_What you are asked to do:_
Reproduce the items verbatim, beginning with the line that contains "On this screenshot, the gravel" and stopping after the line that contains "[0,164,300,222]". Leave the pictures out of the output.

--

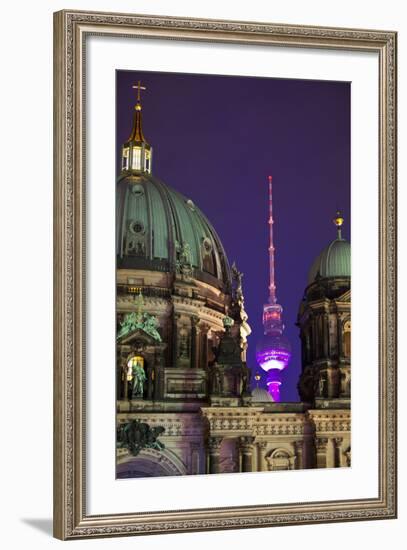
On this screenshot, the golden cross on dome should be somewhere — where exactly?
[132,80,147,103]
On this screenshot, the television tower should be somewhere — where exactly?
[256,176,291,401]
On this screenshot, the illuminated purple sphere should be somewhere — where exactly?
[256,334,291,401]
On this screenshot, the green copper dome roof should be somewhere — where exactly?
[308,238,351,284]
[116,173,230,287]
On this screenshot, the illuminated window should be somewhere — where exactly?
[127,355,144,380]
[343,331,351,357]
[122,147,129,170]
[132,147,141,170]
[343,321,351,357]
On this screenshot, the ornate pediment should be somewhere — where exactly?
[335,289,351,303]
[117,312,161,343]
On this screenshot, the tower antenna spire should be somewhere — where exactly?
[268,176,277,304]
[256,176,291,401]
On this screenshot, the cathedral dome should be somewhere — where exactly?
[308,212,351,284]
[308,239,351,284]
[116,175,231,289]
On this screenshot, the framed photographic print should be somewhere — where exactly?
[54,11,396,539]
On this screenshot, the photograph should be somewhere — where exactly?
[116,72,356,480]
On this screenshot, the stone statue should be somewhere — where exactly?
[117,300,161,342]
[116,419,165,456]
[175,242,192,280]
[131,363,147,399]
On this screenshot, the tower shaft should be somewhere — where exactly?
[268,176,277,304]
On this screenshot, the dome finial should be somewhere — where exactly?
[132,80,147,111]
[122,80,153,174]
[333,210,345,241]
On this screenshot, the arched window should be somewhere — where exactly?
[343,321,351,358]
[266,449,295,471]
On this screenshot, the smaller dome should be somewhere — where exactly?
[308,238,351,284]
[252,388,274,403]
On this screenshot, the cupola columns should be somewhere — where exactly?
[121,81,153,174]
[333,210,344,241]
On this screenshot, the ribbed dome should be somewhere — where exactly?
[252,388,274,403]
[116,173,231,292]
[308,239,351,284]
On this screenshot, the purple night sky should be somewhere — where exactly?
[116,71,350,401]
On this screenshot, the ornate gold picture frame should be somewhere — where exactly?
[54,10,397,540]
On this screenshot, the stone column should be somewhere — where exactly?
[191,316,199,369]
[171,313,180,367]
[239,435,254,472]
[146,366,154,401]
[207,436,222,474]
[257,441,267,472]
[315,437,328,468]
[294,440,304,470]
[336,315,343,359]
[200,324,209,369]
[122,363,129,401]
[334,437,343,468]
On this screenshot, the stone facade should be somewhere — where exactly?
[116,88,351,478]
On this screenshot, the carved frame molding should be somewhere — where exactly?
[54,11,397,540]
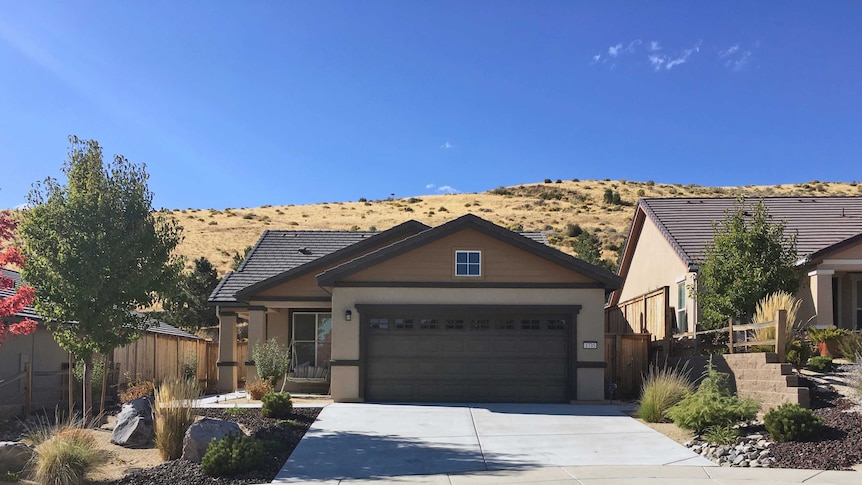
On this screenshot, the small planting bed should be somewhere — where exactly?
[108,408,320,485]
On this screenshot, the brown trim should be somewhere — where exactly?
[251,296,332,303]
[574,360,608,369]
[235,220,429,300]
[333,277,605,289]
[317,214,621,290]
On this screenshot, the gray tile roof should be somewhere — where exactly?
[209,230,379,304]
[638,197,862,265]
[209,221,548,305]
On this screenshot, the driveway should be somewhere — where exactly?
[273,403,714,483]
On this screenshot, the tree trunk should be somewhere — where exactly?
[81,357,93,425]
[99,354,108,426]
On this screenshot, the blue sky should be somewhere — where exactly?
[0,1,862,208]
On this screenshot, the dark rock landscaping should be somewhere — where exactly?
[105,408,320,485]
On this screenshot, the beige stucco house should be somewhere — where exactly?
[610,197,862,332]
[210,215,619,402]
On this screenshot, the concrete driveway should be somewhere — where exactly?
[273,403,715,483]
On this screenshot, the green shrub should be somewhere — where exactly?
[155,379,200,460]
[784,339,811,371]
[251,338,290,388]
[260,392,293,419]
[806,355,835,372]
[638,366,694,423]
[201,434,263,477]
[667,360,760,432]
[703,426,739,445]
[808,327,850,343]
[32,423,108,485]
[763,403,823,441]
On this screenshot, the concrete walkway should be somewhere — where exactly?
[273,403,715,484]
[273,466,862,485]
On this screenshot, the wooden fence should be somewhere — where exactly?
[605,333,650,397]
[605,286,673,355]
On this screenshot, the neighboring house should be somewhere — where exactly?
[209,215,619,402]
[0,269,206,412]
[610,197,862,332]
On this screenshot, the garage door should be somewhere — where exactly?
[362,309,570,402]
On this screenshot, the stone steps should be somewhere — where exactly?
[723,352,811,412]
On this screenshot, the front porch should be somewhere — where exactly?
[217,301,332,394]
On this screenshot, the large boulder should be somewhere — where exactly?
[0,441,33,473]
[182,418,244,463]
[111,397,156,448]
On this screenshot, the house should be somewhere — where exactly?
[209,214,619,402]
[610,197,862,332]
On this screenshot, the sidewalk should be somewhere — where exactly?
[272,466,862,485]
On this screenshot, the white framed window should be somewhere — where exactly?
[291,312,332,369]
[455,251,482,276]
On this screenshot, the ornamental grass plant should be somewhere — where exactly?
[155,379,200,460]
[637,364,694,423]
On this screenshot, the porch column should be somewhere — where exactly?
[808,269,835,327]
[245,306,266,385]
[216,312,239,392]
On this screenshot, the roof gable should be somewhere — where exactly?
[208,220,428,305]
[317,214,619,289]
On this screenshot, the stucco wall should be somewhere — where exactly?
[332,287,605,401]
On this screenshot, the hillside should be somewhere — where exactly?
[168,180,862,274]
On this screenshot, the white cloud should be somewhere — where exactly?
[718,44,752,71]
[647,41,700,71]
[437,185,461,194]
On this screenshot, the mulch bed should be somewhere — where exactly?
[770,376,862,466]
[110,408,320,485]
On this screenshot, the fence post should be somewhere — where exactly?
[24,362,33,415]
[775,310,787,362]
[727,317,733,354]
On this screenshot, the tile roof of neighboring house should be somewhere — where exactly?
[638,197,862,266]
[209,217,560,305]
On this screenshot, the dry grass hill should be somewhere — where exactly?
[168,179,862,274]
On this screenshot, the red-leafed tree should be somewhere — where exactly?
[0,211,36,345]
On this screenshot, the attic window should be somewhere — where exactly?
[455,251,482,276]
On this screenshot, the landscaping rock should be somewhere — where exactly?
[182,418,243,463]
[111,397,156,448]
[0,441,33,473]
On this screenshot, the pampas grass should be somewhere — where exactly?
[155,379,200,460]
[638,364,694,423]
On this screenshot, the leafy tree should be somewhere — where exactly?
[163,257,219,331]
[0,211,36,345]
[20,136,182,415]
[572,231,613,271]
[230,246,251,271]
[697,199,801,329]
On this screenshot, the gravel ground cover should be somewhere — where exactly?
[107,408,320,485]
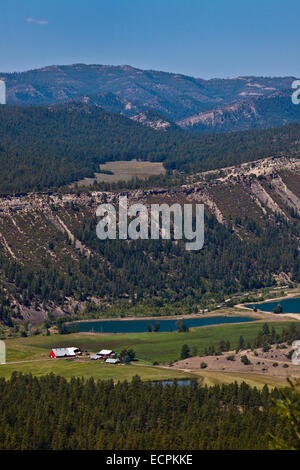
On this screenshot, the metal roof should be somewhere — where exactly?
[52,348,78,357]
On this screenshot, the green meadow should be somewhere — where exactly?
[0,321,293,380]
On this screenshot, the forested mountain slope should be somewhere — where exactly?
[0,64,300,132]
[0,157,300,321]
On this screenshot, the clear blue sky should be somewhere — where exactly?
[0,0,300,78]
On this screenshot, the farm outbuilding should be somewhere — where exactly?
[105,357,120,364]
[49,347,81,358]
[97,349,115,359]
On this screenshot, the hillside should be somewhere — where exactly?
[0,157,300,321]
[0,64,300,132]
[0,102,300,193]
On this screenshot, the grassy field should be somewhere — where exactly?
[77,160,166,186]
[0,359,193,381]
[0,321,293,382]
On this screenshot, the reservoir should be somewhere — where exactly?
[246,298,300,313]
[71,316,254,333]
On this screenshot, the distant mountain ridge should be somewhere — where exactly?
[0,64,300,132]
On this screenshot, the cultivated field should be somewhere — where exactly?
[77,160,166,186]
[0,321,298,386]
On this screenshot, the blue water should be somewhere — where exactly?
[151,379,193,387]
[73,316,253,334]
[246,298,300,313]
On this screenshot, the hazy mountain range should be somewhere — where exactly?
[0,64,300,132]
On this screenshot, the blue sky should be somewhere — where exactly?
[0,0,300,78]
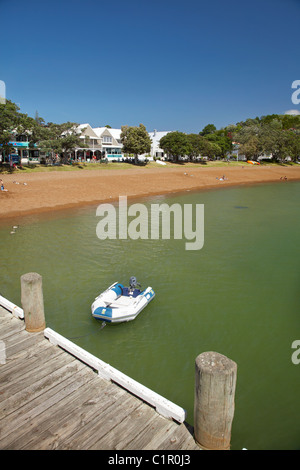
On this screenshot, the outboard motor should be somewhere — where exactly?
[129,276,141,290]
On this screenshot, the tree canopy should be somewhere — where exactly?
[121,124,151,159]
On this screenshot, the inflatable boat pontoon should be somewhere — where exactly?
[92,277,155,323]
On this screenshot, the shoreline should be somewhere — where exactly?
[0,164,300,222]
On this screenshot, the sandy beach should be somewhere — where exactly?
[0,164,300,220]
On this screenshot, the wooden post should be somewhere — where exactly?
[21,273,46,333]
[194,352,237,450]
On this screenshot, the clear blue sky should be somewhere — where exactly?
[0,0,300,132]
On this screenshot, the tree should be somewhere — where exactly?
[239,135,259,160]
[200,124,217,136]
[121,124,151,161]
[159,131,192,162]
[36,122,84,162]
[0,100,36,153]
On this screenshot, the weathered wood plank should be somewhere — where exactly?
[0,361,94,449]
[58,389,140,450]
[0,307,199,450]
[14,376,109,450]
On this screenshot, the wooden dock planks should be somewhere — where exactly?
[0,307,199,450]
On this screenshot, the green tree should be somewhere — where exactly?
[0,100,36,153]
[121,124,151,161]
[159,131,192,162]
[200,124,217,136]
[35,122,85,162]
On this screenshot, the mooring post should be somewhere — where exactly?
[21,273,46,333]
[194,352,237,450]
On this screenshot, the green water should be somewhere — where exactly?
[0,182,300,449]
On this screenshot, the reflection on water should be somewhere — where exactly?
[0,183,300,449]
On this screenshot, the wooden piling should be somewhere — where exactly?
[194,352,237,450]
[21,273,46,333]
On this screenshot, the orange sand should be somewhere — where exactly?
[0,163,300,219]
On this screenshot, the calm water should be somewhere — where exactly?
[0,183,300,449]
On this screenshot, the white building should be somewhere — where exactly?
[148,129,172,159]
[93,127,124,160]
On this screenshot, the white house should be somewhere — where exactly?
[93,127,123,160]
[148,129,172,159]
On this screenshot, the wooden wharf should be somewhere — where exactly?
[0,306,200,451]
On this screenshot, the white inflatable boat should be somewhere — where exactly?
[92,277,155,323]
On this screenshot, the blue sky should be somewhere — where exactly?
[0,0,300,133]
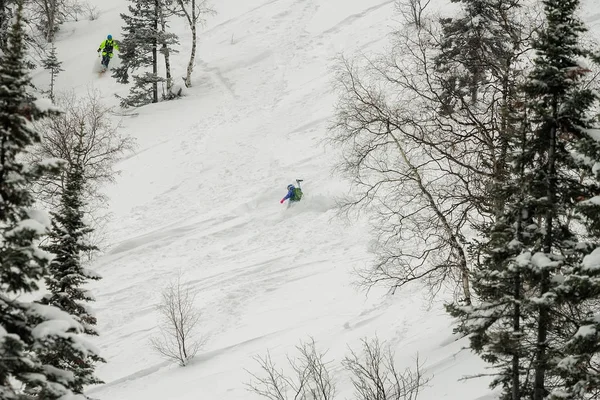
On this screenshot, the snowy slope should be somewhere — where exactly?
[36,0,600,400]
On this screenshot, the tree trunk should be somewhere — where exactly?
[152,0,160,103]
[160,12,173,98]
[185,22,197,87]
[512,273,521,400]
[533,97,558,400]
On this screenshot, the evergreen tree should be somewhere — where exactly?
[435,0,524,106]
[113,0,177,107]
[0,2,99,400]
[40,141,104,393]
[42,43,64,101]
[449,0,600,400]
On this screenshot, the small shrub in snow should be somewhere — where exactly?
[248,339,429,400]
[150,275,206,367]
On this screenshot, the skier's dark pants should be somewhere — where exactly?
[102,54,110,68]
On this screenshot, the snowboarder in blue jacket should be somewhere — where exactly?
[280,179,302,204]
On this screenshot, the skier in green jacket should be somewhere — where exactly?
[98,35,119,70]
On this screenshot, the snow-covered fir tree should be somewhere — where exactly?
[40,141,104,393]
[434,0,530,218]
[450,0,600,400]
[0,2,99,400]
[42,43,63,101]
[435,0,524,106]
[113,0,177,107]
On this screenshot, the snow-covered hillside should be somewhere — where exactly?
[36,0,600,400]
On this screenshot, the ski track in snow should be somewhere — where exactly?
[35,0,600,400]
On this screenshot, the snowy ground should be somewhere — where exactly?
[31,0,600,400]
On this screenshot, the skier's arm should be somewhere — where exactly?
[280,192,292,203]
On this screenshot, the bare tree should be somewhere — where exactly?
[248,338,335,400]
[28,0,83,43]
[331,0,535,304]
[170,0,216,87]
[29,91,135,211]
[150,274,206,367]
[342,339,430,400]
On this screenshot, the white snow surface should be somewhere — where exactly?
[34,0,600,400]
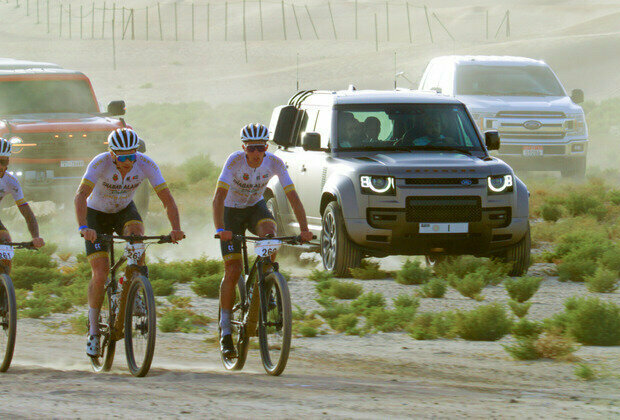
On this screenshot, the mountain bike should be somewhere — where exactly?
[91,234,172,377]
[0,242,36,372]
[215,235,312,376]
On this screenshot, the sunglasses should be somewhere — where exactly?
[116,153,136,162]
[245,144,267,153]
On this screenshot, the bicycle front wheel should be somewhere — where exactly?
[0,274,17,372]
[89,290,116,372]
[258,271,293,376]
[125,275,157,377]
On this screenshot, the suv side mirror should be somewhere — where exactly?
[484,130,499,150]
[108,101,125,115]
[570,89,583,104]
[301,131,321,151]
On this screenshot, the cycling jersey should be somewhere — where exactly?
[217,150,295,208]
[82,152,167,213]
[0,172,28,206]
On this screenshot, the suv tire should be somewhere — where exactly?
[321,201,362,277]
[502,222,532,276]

--

_Answer for this exercise:_
On this screenshot, the gravel ground cover should be somewhere — where exactly?
[107,408,320,485]
On this screenshot, the metal roof should be somewhere — where exactly?
[52,348,78,357]
On this screenshot, the green meadow should be somewhere — where exactly?
[0,321,293,380]
On this screenshot, the forested mountain slope should be somewhere — where exactly?
[0,64,300,132]
[0,157,300,321]
On this screenshot, the clear blue sky should be somewhere — where exactly?
[0,0,300,78]
On this screenshot, the farm outbuilding should be somewhere — where exactly?
[105,357,120,364]
[49,347,81,358]
[97,349,115,359]
On this screenshot, the hillside should be somewhere — where exactly?
[0,157,300,321]
[0,64,300,132]
[0,102,300,193]
On this screenshot, the grassy field should be somewhere — where exactly?
[77,160,166,186]
[0,359,193,381]
[0,321,293,382]
On this screenshot, the reservoir should be somewhere — where exactly?
[246,298,300,313]
[71,316,254,333]
On this screenshot, the distant mountain ridge should be somewhere — where exactly?
[0,64,300,132]
On this screenshot, the cultivated field should be somewhere — where exactly?
[77,160,166,186]
[0,321,298,386]
On this screenshot, the blue water should be somewhere — where exactly?
[151,379,193,387]
[73,316,253,334]
[246,298,300,313]
On this screenshot, the hazy mountain range should be somewhere — where exactly?
[0,64,300,132]
On this screenshot, the blue sky should be somewhere — where exactly?
[0,0,300,78]
On this screenshot, the outboard motor should be somewhere — where exactly?
[129,276,141,290]
On this screenshot, the tree canopy should be somewhere — where exactly?
[121,124,151,159]
On this screenshot, the inflatable boat pontoon should be somewhere — where exactly?
[92,277,155,323]
On this screenshot, the shoreline should be somewhere — where exactly?
[0,164,300,222]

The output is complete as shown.